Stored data
__________

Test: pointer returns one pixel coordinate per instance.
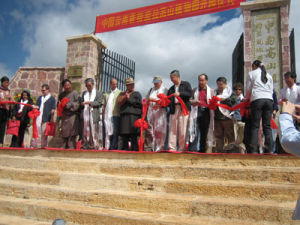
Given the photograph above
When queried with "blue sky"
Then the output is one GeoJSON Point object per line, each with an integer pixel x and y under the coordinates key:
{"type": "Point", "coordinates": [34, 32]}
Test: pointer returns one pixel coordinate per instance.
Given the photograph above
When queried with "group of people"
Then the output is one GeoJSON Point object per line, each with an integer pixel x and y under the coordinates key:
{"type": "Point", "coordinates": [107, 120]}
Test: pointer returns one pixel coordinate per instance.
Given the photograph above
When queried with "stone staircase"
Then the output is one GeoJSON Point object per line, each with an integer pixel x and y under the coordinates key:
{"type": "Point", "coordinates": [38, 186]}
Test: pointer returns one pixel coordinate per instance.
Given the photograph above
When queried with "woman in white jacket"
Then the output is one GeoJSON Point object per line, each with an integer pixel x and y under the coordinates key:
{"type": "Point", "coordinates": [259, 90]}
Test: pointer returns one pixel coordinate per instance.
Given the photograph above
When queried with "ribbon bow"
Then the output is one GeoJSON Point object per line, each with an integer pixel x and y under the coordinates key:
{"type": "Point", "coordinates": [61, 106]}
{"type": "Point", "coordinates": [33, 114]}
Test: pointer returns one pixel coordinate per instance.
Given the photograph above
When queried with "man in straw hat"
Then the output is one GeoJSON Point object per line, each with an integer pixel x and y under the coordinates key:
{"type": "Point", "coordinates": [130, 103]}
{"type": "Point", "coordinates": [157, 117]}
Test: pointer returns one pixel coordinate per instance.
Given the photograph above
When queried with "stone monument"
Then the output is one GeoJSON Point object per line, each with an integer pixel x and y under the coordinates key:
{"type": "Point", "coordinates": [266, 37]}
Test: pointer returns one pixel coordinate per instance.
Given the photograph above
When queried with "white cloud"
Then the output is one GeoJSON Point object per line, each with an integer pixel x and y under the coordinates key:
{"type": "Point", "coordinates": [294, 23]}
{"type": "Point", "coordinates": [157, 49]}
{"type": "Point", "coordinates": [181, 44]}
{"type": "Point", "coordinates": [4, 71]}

__________

INSTRUCTIONS FOR THE TASK.
How many lines in the data above contain the word "When"? Reply with the number alone.

OUTPUT BELOW.
8